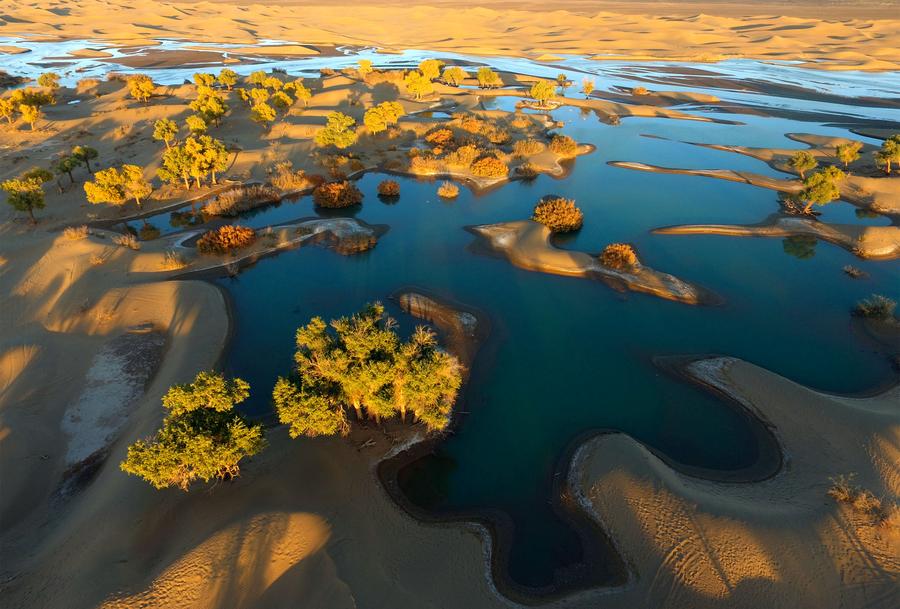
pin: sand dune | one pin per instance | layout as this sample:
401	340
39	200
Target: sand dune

....

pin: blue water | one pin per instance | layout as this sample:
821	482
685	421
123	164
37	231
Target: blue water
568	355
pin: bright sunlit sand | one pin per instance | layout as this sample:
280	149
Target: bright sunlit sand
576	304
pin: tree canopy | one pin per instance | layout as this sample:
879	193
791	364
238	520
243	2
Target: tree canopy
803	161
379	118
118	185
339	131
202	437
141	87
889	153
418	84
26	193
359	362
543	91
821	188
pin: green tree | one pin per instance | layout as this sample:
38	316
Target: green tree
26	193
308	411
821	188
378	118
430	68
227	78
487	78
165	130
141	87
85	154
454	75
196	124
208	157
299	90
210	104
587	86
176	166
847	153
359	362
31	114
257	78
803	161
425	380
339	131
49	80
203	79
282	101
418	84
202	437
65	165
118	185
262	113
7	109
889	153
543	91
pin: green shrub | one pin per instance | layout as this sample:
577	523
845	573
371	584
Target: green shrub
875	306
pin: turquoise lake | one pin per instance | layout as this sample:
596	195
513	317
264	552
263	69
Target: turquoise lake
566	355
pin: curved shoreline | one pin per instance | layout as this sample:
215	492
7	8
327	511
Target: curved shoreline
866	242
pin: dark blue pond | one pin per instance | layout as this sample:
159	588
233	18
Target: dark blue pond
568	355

....

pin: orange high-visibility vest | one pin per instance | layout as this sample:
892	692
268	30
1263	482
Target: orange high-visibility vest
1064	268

....

Quote the listing above, but only from the line that shows "pin: sand dune" through the line that shows "Target: sand dune".

SOLUTION TO THE EXERCISE »
pin: sand dune | one pin per instance | layout as this sample:
401	340
39	200
Target: sand dune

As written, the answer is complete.